**TASK DIRECTIONS**
Please output the lines below as a JSON list of strings, one string per line, leaving out any blank lines.

* start RECORDED DATA *

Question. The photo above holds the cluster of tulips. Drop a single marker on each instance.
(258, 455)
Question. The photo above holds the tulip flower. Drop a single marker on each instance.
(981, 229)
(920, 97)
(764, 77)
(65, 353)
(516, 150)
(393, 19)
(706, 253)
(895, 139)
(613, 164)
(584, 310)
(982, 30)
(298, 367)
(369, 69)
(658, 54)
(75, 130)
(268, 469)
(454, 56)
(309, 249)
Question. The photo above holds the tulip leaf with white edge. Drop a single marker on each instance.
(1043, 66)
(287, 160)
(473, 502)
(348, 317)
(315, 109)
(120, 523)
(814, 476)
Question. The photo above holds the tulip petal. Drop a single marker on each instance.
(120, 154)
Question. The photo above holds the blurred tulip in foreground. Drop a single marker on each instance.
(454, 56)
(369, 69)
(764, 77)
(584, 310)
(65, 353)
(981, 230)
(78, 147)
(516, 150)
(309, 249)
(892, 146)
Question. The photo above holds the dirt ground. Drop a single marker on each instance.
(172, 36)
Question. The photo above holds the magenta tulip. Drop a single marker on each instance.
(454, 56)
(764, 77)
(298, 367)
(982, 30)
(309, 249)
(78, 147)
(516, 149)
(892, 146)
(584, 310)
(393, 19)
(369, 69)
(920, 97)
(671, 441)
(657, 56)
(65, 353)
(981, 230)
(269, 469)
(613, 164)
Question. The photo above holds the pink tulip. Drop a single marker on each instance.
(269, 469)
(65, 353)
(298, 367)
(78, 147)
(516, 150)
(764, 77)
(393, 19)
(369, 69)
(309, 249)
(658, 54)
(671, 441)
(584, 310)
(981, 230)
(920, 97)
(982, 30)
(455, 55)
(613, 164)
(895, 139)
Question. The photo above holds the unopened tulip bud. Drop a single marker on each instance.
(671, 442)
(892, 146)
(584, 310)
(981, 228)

* end RECORDED DATA *

**EXPECTED OUTPUT**
[
  "Question. The photo above holds the cluster of tulips. Drop a single marker on each instance.",
  "(258, 455)",
  "Question. The photo above holds the tulip flower. Drop a single marker on each instance.",
  "(981, 229)",
  "(920, 97)",
  "(764, 77)",
  "(65, 353)",
  "(516, 150)",
  "(393, 19)",
  "(706, 253)",
  "(895, 139)",
  "(613, 164)",
  "(584, 310)",
  "(982, 30)",
  "(298, 367)",
  "(369, 69)",
  "(658, 54)",
  "(75, 130)",
  "(268, 469)",
  "(454, 56)",
  "(309, 249)",
  "Question. The photo above holds the tulip leaf with white edge. Drop a single marker on each instance.",
  "(1043, 66)",
  "(287, 160)",
  "(473, 502)",
  "(348, 317)",
  "(315, 109)",
  "(120, 523)",
  "(814, 476)",
  "Question. The photo above holds the tulip petal. Drop a single marker on each instance.",
  "(120, 154)",
  "Question. The photo above holds the blurred tulip in foreground. Drop a single marker on each instance.",
  "(454, 56)",
  "(369, 69)",
  "(764, 77)",
  "(584, 310)",
  "(65, 353)",
  "(981, 230)",
  "(78, 147)",
  "(516, 150)",
  "(309, 249)",
  "(892, 146)",
  "Question. The photo above holds the dirt ground. Drop a single marker on each instance.",
  "(172, 36)",
  "Question. The photo above holds the magenta tulip. Drop a single marker on each instance.",
  "(454, 56)",
  "(764, 77)",
  "(298, 367)",
  "(982, 30)",
  "(309, 249)",
  "(78, 147)",
  "(516, 149)",
  "(892, 146)",
  "(584, 310)",
  "(393, 19)",
  "(369, 69)",
  "(920, 97)",
  "(671, 441)",
  "(657, 56)",
  "(65, 353)",
  "(981, 230)",
  "(269, 469)",
  "(613, 164)",
  "Question. The photo above holds the pink tulip. Drop a single marker on each instance.",
  "(269, 469)",
  "(65, 353)",
  "(298, 367)",
  "(78, 147)",
  "(516, 150)",
  "(764, 77)",
  "(393, 19)",
  "(369, 69)",
  "(309, 249)",
  "(658, 54)",
  "(671, 441)",
  "(584, 310)",
  "(981, 230)",
  "(920, 97)",
  "(982, 30)",
  "(455, 55)",
  "(613, 164)",
  "(895, 139)",
  "Question. The photo above holds the unopened tulip bud. Drop a single marker on each instance.",
  "(671, 442)",
  "(892, 146)",
  "(584, 310)",
  "(981, 228)"
]